■ About this exercise ■
An exact, word-for-word copy of the entries is required, beginning at the line that contains "Identify the metal" and ending at the last line, both included.

[[ Records for this exercise, beginning ]]

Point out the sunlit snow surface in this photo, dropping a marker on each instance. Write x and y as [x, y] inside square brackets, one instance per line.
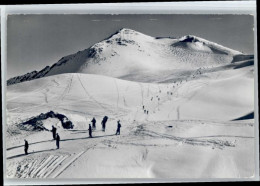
[188, 132]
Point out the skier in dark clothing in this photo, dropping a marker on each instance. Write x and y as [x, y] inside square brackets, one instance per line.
[58, 141]
[104, 123]
[118, 127]
[90, 131]
[54, 132]
[26, 146]
[93, 123]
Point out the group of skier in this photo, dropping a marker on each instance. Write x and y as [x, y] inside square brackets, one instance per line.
[56, 136]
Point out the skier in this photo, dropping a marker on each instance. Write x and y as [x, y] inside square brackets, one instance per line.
[93, 123]
[118, 128]
[58, 141]
[104, 123]
[54, 132]
[26, 146]
[90, 131]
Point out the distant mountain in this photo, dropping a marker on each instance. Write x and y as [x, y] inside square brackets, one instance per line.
[130, 52]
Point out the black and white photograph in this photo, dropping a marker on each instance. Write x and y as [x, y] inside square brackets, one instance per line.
[130, 96]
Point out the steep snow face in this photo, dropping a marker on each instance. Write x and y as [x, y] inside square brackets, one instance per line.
[128, 51]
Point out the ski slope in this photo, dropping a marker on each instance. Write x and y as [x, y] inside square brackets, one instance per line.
[128, 51]
[188, 132]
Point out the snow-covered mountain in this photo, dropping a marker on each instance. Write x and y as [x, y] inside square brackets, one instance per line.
[130, 52]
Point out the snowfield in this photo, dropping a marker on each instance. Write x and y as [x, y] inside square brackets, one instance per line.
[190, 131]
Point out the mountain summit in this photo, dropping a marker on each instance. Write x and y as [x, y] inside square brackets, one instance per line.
[128, 52]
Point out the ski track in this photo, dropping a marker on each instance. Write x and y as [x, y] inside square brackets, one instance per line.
[39, 169]
[117, 93]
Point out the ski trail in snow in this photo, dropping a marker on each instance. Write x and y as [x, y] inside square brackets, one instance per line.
[142, 92]
[117, 92]
[68, 164]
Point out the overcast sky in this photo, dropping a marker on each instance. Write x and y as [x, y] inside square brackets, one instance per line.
[35, 41]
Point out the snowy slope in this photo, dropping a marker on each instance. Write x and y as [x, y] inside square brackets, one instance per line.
[185, 135]
[193, 89]
[128, 51]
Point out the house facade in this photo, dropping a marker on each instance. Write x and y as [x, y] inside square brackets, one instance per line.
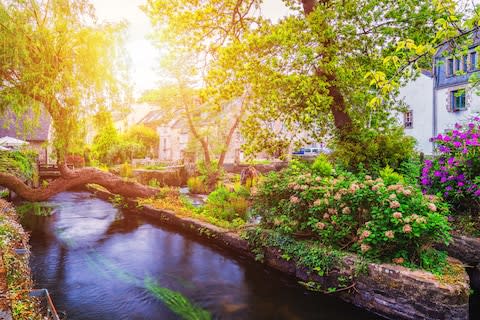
[30, 127]
[438, 100]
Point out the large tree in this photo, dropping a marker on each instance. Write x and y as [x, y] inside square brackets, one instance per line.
[308, 73]
[54, 54]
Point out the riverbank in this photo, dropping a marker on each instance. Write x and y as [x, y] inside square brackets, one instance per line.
[389, 290]
[15, 278]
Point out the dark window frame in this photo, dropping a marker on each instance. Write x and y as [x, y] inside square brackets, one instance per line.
[408, 119]
[458, 101]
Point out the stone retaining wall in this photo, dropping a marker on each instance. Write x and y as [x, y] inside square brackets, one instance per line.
[392, 291]
[262, 168]
[467, 250]
[5, 313]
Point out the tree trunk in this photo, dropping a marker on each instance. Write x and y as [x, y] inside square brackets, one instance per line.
[77, 178]
[231, 132]
[341, 118]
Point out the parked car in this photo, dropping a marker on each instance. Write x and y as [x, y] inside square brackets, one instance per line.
[311, 152]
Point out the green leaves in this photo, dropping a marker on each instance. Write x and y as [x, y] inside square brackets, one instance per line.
[61, 58]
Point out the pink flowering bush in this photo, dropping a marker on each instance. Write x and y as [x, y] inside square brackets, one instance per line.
[455, 173]
[356, 213]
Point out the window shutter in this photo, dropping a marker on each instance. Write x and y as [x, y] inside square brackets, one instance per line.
[449, 101]
[468, 98]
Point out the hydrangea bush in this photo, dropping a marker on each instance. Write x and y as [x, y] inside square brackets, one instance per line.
[392, 223]
[455, 172]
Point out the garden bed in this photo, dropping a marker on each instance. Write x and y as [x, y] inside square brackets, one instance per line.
[392, 291]
[15, 280]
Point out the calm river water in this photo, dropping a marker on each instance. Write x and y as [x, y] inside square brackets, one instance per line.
[100, 263]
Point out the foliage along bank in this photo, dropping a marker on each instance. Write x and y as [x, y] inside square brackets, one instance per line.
[19, 283]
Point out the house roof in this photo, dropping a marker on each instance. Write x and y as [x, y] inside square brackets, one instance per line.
[29, 126]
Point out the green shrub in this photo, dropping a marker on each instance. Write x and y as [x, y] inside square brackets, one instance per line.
[322, 166]
[154, 183]
[372, 150]
[455, 172]
[386, 222]
[18, 163]
[227, 205]
[390, 177]
[126, 170]
[196, 185]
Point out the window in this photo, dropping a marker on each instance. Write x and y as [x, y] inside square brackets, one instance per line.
[450, 67]
[458, 65]
[408, 119]
[473, 61]
[457, 100]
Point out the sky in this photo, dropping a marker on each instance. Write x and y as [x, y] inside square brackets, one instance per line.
[144, 56]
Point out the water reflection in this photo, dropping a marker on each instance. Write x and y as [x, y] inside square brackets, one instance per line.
[101, 263]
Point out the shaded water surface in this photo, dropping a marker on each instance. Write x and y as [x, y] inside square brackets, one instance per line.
[95, 260]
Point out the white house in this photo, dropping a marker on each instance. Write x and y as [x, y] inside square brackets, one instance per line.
[438, 100]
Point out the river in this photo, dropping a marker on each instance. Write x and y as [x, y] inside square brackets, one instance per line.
[99, 262]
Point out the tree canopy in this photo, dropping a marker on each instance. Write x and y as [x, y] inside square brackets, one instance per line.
[310, 72]
[55, 54]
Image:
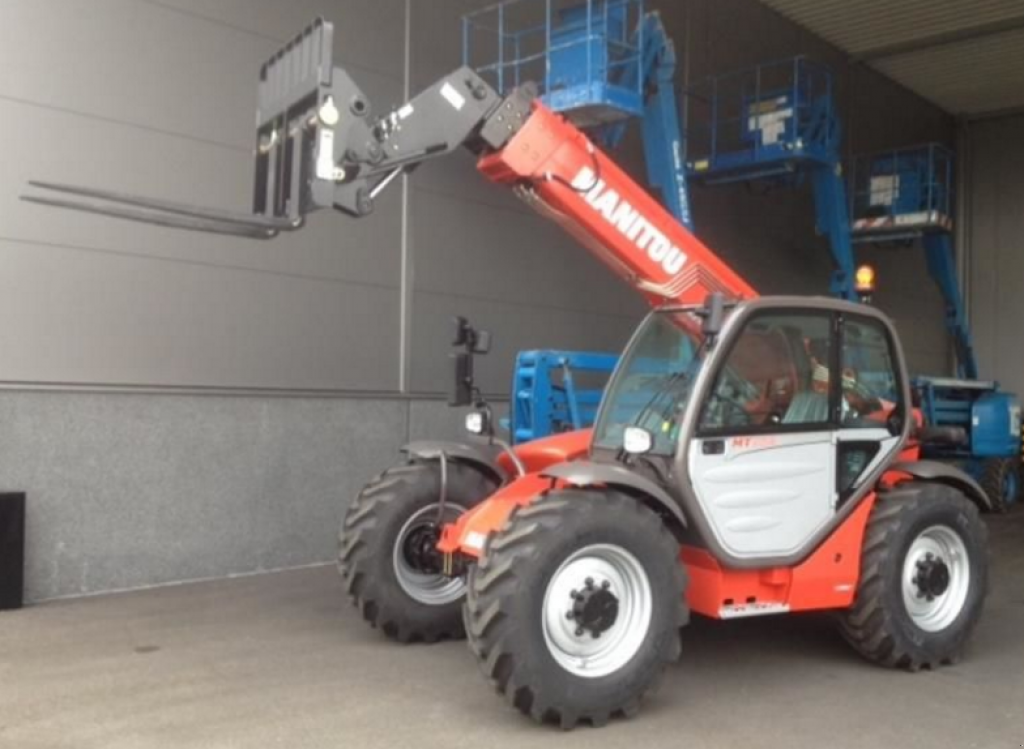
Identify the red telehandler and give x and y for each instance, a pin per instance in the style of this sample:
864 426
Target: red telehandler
752 455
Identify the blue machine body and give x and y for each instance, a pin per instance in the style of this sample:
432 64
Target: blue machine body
904 197
775 122
554 391
990 418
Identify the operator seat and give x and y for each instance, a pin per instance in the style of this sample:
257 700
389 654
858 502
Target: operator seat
807 408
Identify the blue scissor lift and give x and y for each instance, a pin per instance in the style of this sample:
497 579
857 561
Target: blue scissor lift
902 198
775 124
602 63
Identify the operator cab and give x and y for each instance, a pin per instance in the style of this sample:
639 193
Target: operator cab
768 429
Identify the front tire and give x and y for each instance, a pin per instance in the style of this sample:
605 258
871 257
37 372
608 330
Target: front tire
386 553
924 578
576 605
1000 477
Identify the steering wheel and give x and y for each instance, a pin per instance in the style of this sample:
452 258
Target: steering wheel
736 413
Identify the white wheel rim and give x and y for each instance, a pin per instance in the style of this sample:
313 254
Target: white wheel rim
427 588
936 545
583 655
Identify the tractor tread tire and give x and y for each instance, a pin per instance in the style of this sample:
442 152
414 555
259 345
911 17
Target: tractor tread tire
504 578
992 481
878 625
366 546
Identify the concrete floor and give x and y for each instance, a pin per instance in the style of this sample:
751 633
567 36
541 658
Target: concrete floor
282 661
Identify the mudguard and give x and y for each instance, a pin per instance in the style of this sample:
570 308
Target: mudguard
477 456
587 473
933 470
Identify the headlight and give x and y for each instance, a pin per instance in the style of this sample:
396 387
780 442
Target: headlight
476 422
637 441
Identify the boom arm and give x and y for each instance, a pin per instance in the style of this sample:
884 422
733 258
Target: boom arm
320 146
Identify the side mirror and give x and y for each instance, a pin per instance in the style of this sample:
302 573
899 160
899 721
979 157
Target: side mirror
637 441
464 334
462 380
478 422
481 342
460 331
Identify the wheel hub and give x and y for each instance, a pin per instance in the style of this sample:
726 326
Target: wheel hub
932 579
595 609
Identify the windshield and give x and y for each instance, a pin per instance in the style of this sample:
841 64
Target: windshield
652 382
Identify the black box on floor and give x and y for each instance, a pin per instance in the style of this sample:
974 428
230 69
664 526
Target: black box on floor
11 550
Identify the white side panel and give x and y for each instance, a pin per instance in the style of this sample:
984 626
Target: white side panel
766 495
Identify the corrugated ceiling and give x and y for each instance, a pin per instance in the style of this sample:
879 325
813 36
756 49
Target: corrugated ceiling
965 55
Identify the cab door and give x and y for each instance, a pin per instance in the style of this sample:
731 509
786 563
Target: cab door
763 462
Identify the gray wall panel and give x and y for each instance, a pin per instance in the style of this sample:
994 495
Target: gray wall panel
996 210
126 491
158 96
130 94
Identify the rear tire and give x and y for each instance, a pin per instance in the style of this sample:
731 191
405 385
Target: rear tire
923 581
573 564
384 549
1000 479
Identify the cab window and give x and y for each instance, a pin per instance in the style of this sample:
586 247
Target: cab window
871 390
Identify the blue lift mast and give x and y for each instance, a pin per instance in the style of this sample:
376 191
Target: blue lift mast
603 63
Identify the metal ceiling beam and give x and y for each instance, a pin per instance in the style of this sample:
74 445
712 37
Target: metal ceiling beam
941 40
996 114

[[ Records for this exercise, end ]]

■ Solution below ■
Identify the metal ceiling beam and give x and y for each instance, a pin per instance in the style of this sample:
74 445
712 37
Target: metal ceiling beam
941 40
996 114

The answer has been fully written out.